_GIVEN TEXT:_
┄┄┄┄┄┄┄┄┄┄┄┄┄┄┄┄┄┄┄┄

This year, for the first time, Beat joined us. It was his first-ever trip to the Grand Canyon. Driving from Boulder, his attitude was nothing like mine was during my first visit, when all I did was fret about whether I'd be able to haul myself out of the canyon. No, he was scheming rim-to-rim-to-rim-to-rims and such, which never had a chance of working out because we were on a tight time crunch.

 Instead we stuck to the plan to hike from north to south on Friday, and south to north on Saturday. Also joining us was my dad's hiking buddy Raj, who Beat goaded into a sub-six-hour south-to-north traverse on day two.

 Not too much has changed in the past twelve years, but apparently the National Park Service recently placed some rather graphic warning signs. I think most ultrarunners would agree that this hiker is about to feel better.

 Friday evening on the South Rim. It's become tradition to head out to an overlook to watch the sunset (and in this case moonrise) before returning to the hotel cafeteria to eat traditional dinners (I always get the vegetarian chili bowl, and Dad orders chicken pot pie.)

┄┄┄┄┄┄┄┄┄┄┄┄┄┄┄┄┄┄┄┄

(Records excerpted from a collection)
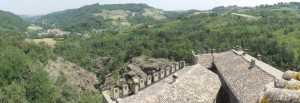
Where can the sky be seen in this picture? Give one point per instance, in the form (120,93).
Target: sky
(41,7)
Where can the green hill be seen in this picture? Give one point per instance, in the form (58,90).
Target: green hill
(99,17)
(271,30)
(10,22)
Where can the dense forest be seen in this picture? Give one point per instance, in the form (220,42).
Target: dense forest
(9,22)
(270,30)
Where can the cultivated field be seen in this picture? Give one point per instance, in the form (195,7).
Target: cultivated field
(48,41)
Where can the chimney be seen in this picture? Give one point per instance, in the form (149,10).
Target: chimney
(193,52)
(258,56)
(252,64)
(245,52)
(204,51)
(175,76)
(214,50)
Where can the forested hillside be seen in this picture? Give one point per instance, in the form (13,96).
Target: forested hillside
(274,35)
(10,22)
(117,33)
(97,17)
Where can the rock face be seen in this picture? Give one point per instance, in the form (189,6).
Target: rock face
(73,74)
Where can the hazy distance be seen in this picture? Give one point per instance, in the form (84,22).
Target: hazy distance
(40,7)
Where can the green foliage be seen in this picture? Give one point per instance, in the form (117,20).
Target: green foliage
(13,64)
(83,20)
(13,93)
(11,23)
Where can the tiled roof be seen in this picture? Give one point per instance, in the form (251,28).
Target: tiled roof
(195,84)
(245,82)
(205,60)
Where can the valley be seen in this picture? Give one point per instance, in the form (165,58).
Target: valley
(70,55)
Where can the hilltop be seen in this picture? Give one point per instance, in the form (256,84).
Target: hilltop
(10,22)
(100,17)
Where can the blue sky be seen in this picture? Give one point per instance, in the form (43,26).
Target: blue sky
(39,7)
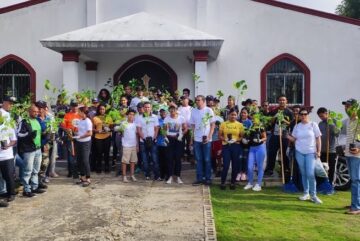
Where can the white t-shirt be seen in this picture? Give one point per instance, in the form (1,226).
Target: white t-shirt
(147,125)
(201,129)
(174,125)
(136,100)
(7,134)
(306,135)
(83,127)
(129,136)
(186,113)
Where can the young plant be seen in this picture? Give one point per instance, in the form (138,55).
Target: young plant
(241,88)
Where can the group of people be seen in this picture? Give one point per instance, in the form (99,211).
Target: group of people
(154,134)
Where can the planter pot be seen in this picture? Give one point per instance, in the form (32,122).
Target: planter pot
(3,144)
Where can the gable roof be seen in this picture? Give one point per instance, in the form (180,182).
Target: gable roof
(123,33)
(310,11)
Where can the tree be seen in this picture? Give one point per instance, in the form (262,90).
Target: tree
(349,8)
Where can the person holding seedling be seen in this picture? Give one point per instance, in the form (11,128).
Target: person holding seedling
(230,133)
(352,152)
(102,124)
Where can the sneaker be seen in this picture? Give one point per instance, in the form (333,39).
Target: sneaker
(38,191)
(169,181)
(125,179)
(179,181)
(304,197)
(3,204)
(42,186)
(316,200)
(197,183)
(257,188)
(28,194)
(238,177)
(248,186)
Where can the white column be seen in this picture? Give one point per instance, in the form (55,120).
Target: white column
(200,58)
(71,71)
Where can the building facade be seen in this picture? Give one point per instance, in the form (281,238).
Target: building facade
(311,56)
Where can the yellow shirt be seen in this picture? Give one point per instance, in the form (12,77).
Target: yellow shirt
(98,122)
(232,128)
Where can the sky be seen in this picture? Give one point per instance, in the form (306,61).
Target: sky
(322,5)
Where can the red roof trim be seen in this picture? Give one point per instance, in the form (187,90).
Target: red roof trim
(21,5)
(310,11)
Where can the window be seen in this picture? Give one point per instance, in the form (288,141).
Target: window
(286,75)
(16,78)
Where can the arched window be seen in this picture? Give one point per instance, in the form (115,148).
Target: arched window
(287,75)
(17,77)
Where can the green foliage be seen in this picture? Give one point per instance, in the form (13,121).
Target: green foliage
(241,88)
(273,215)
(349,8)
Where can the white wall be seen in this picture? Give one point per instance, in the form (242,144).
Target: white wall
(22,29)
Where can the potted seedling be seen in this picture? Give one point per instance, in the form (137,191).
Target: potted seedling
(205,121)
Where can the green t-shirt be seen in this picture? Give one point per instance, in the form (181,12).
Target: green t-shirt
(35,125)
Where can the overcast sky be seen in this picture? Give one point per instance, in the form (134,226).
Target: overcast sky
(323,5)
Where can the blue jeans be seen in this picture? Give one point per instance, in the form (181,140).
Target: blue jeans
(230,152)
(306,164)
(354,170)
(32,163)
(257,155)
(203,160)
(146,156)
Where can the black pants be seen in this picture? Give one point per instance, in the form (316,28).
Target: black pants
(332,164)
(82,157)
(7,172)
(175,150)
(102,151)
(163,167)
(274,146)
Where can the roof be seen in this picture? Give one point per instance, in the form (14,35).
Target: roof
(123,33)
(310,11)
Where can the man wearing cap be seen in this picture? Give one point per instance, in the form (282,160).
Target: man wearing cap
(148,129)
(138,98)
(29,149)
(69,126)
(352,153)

┄┄┄┄┄┄┄┄┄┄┄┄┄┄┄┄┄┄┄┄

_INSTRUCTIONS TO FOLLOW:_
Return the full Grand Canyon hiking account word for word.

_YOUR SOLUTION:_
This year, for the first time, Beat joined us. It was his first-ever trip to the Grand Canyon. Driving from Boulder, his attitude was nothing like mine was during my first visit, when all I did was fret about whether I'd be able to haul myself out of the canyon. No, he was scheming rim-to-rim-to-rim-to-rims and such, which never had a chance of working out because we were on a tight time crunch.

 Instead we stuck to the plan to hike from north to south on Friday, and south to north on Saturday. Also joining us was my dad's hiking buddy Raj, who Beat goaded into a sub-six-hour south-to-north traverse on day two.

 Not too much has changed in the past twelve years, but apparently the National Park Service recently placed some rather graphic warning signs. I think most ultrarunners would agree that this hiker is about to feel better.

 Friday evening on the South Rim. It's become tradition to head out to an overlook to watch the sunset (and in this case moonrise) before returning to the hotel cafeteria to eat traditional dinners (I always get the vegetarian chili bowl, and Dad orders chicken pot pie.)